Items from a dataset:
•••••

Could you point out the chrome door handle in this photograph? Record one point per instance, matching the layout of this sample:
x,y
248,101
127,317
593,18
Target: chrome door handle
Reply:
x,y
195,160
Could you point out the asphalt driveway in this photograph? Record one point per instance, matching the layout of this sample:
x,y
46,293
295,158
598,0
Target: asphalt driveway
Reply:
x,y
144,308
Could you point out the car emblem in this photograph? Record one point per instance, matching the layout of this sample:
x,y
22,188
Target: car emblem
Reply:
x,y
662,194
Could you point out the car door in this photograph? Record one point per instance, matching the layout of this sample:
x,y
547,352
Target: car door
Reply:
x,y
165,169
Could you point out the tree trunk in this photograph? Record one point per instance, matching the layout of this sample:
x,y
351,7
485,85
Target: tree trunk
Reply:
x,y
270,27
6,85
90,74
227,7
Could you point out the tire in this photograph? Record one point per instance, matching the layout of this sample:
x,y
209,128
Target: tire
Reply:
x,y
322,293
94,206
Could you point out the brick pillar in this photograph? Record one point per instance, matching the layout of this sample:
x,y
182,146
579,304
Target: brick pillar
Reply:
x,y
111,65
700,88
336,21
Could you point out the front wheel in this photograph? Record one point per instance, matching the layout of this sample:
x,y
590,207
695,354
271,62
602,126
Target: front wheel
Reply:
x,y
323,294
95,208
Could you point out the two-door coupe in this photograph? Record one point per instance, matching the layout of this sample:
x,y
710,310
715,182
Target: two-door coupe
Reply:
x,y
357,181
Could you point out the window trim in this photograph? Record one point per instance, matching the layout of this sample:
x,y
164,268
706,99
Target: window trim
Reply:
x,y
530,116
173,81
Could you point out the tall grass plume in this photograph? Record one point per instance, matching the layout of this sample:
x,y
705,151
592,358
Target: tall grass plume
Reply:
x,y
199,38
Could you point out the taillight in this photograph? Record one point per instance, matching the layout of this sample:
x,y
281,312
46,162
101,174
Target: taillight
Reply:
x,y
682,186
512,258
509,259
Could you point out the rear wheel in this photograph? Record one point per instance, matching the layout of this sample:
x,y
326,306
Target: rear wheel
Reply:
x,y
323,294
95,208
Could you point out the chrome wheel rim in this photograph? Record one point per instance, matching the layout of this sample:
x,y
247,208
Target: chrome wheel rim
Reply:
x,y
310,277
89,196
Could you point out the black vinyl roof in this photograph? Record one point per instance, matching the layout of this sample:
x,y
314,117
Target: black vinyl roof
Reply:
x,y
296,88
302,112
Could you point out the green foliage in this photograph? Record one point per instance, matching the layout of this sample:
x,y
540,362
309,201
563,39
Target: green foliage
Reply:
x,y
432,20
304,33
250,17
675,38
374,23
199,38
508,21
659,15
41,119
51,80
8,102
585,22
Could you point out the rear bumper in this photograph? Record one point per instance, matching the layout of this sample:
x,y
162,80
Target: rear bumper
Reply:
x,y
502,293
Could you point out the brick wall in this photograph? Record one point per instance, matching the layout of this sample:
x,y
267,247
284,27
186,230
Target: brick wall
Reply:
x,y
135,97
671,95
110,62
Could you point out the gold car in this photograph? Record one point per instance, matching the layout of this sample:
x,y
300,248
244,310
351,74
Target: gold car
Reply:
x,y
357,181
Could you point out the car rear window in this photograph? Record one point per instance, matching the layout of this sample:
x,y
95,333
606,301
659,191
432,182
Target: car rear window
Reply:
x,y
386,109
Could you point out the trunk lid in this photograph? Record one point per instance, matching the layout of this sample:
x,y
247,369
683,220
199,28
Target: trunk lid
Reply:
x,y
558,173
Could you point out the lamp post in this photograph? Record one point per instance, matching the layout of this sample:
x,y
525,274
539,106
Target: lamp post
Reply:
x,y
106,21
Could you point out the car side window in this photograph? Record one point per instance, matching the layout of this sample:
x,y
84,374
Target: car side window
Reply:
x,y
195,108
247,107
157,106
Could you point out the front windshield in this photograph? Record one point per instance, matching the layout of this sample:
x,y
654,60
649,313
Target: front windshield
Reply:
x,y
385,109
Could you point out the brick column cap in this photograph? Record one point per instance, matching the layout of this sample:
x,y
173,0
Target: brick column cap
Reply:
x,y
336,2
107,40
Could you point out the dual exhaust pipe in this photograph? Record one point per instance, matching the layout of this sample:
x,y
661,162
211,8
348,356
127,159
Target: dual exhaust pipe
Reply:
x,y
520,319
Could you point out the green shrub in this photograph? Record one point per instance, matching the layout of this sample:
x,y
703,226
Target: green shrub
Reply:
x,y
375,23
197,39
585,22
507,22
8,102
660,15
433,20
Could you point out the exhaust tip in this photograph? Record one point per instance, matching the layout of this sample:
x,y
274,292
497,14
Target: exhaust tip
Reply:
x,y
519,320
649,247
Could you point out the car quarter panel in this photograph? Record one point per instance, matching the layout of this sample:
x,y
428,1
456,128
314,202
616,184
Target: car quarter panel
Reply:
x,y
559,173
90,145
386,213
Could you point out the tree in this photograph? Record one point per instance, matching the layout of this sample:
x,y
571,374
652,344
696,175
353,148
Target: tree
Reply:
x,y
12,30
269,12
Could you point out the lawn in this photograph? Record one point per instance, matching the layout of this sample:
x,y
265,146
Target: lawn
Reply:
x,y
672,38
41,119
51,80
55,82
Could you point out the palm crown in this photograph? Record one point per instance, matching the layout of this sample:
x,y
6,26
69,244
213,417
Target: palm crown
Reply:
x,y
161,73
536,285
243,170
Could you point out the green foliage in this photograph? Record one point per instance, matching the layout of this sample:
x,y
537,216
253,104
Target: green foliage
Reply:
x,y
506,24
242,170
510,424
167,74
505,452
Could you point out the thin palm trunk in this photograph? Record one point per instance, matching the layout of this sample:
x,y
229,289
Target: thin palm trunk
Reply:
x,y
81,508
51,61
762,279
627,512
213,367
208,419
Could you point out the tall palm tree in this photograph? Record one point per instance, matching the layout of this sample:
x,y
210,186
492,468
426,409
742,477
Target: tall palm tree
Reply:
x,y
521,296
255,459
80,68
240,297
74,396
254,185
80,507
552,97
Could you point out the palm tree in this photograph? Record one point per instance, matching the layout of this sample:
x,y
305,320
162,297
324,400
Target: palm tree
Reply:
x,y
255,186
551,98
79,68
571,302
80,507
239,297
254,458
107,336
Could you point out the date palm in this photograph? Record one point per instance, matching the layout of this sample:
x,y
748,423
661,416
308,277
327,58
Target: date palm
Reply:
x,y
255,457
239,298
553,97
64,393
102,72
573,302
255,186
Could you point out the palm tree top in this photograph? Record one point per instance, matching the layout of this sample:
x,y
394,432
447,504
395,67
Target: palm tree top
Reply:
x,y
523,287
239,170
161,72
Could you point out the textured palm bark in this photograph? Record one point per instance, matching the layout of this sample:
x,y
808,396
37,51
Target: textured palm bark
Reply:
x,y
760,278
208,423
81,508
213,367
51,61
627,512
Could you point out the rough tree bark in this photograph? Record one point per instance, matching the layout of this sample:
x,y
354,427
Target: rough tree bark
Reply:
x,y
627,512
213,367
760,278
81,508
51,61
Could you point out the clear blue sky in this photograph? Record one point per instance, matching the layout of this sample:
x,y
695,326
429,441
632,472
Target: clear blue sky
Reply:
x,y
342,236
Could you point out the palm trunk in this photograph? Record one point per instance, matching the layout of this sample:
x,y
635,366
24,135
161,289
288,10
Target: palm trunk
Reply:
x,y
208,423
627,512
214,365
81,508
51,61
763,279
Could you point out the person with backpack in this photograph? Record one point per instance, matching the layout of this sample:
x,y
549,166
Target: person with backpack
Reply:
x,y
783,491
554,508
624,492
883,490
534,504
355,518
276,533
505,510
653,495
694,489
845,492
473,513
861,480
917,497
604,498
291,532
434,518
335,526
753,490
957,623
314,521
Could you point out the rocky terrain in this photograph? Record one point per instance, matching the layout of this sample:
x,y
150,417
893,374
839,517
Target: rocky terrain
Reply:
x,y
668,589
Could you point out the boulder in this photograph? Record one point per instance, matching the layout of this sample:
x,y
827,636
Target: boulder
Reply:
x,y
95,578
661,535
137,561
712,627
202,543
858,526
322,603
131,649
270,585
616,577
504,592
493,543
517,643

•••••

Nothing but the lines from the one with "Could you point out the person" through the last line should be repeated, each exactly as it stands.

Solution below |
Could you point out the person with backpack in this photograph? Record one point per instance, matching the layout of this sample:
x,y
549,166
Target: person with backpack
Reply:
x,y
783,491
554,508
624,492
883,490
534,504
355,518
276,533
505,510
653,495
694,489
845,492
473,513
861,480
917,497
604,498
291,532
434,518
335,526
753,490
957,623
314,521
Could you point out the rocky terrain in this photograph? Record one point per instance, matching the layout of this sample:
x,y
150,417
893,374
839,517
Target: rocky terrain
Reply:
x,y
668,589
Could you point out the boulder in this photograph? Record one point per instance, matching the layout of this sample:
x,y
827,636
Target: boulder
Reply:
x,y
95,578
661,535
137,561
712,627
202,543
858,526
322,603
131,649
270,585
616,577
504,592
493,543
517,643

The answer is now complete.